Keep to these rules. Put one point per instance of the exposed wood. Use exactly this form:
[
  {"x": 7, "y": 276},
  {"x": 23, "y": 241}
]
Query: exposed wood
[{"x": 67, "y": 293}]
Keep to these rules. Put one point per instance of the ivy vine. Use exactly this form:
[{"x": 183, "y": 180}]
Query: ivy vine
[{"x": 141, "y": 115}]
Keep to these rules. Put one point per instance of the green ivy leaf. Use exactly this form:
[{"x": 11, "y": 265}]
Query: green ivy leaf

□ □ □ □ □

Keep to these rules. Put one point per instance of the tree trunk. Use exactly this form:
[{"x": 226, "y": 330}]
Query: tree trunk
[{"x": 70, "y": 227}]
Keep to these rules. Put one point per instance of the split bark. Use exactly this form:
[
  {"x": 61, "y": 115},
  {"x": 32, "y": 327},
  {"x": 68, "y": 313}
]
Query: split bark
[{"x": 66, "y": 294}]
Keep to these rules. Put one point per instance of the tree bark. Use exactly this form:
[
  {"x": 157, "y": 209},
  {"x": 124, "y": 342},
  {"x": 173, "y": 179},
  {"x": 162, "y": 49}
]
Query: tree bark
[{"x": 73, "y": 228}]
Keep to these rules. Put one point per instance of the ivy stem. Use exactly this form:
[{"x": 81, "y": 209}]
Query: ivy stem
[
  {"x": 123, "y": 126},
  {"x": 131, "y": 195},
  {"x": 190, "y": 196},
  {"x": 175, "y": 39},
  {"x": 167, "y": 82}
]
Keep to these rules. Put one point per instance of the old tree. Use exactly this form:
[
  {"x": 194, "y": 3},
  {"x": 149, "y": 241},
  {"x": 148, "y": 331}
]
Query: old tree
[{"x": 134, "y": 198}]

□ □ □ □ □

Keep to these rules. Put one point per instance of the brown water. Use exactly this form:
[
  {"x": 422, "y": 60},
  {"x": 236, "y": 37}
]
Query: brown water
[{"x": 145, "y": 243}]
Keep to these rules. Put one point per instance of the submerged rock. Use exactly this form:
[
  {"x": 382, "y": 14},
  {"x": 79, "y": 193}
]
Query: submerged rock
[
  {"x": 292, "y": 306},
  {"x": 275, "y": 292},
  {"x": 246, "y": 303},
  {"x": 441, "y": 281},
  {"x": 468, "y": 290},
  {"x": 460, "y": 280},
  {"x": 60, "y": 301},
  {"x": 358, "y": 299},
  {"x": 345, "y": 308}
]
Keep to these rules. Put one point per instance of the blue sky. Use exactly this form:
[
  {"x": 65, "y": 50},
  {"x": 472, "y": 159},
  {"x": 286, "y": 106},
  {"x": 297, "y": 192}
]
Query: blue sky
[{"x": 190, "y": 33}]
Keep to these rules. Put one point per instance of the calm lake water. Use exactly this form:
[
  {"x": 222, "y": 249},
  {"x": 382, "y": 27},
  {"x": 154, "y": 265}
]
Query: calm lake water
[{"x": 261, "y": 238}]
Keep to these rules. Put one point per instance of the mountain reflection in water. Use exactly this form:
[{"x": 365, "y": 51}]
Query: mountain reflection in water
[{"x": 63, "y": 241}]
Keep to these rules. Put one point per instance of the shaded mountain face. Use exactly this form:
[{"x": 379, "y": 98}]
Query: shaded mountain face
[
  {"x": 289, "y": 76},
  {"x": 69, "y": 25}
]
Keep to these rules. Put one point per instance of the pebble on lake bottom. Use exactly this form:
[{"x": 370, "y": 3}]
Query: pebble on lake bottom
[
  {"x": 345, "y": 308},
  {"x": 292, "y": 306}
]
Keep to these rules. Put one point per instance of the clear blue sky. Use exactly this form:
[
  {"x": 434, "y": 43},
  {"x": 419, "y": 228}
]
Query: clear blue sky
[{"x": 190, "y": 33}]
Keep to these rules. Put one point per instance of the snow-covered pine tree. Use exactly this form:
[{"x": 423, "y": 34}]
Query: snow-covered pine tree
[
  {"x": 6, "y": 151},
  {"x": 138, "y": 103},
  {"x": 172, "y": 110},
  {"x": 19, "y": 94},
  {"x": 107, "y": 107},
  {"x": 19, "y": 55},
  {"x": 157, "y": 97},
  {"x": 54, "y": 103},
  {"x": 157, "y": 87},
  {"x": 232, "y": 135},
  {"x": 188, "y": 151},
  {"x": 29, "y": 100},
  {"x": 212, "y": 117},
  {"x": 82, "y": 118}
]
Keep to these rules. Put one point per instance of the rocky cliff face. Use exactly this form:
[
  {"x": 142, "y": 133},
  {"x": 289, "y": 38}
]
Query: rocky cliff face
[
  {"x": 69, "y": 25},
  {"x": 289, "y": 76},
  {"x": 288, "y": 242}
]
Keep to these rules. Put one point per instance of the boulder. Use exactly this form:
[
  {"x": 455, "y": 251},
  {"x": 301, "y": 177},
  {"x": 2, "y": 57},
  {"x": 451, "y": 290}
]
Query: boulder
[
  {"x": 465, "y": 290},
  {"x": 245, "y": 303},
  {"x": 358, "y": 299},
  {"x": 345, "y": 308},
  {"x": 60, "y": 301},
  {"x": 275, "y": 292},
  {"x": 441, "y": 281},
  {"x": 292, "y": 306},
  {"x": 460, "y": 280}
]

□ □ □ □ □

- **ЗАДАНИЕ**
Выпишите из приведенных выше данных все строки, в которых встречается слово «bark».

- **ОЖИДАЕМЫЙ ОТВЕТ**
Keep to these rules. Put one point per instance of the split bark. Use exactly this form:
Query: split bark
Keep to these rules. Put one point per instance of the tree bark. Use exactly this form:
Query: tree bark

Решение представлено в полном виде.